### [SELECTED EXTRACT]
I have seen qualified archers make any bow they shoot shine, and I've seen archers that are avid but not great make good bows look like blunderbuss guns patterns. 

Bottom line; I have certain amount of $$ to spend, and which ever bow jumps in to that void and fills it, it will be with me for at least 6 months.  I try fall in love with every bow, but not marry it. 
I enjoy all the comments, even those from Virginia's pimple WVA . :becky: its all good and in fun.


----------



## redman (Feb 22, 2003)

give the pse dominator pro a look


----------



## RatherBArchery (Oct 31, 2006)

If used is an option look at a 2012 Supra, you can usually pick them up cheap enough!! Good thing about a PSE is you do not need to worry about finding one with the correct cams for your DL, just get one with the limbs you want and move the mod's were you want them and shoot  How do you like them apples


----------



## mag41vance (Mar 13, 2008)

redman said:


> give the pse dominator pro a look


Very nice bow. The best I've owned so far. :becky:


----------



## mag41vance (Mar 13, 2008)

RatherBArchery said:


> If used is an option look at a 2012 Supra, you can usually pick them up cheap enough!! Good thing about a PSE is you do not need to worry about finding one with the correct cams for your DL, just get one with the limbs you want and move the mod's were you want them and shoot  How do you like them apples


I have owned PSE bows since 1982 on and off. Never a complaint. I just like to test the new or used offerings from time to time.


----------



## Triangle FS (Dec 28, 2009)

Hey Vance wish I had known you where looking for a good apple. I have 2 VE pluses looking for a good home.


----------

### [WRITTEN TASK 1]
Decide whether each statement agrees with the archery thread, answering yes or no and quoting the deciding words: (a) one poster has owned PSE bows on and off since 1982; (b) the first poster says a bow that fills the budget will stay for at least a year; (c) Triangle FS has two VE pluses looking for a good home.

Entries taken from a collection
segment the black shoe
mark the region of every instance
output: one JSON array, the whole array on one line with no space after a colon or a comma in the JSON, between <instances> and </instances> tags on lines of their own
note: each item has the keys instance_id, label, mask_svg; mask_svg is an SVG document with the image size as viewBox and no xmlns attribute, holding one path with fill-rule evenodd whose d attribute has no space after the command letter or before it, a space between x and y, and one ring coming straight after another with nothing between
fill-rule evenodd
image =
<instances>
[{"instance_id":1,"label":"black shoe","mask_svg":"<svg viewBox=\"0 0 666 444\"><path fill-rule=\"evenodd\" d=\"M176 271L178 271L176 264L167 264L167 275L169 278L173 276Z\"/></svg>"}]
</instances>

### [WRITTEN TASK 2]
Please reproduce every row that follows the archery thread, word for word.

### [EXERCISE RESPONSE 1]
(a) Yes: "I have owned PSE bows since 1982 on and off."
(b) No: "it will be with me for at least 6 months."
(c) Yes: "I have 2 VE pluses looking for a good home."

### [EXERCISE RESPONSE 2]
segment the black shoe
mark the region of every instance
output: one JSON array, the whole array on one line with no space after a colon or a comma in the JSON, between <instances> and </instances> tags on lines of their own
note: each item has the keys instance_id, label, mask_svg; mask_svg is an SVG document with the image size as viewBox and no xmlns attribute, holding one path with fill-rule evenodd whose d attribute has no space after the command letter or before it, a space between x and y, and one ring coming straight after another with nothing between
fill-rule evenodd
image =
<instances>
[{"instance_id":1,"label":"black shoe","mask_svg":"<svg viewBox=\"0 0 666 444\"><path fill-rule=\"evenodd\" d=\"M176 271L178 271L176 264L167 264L167 275L169 278L173 276Z\"/></svg>"}]
</instances>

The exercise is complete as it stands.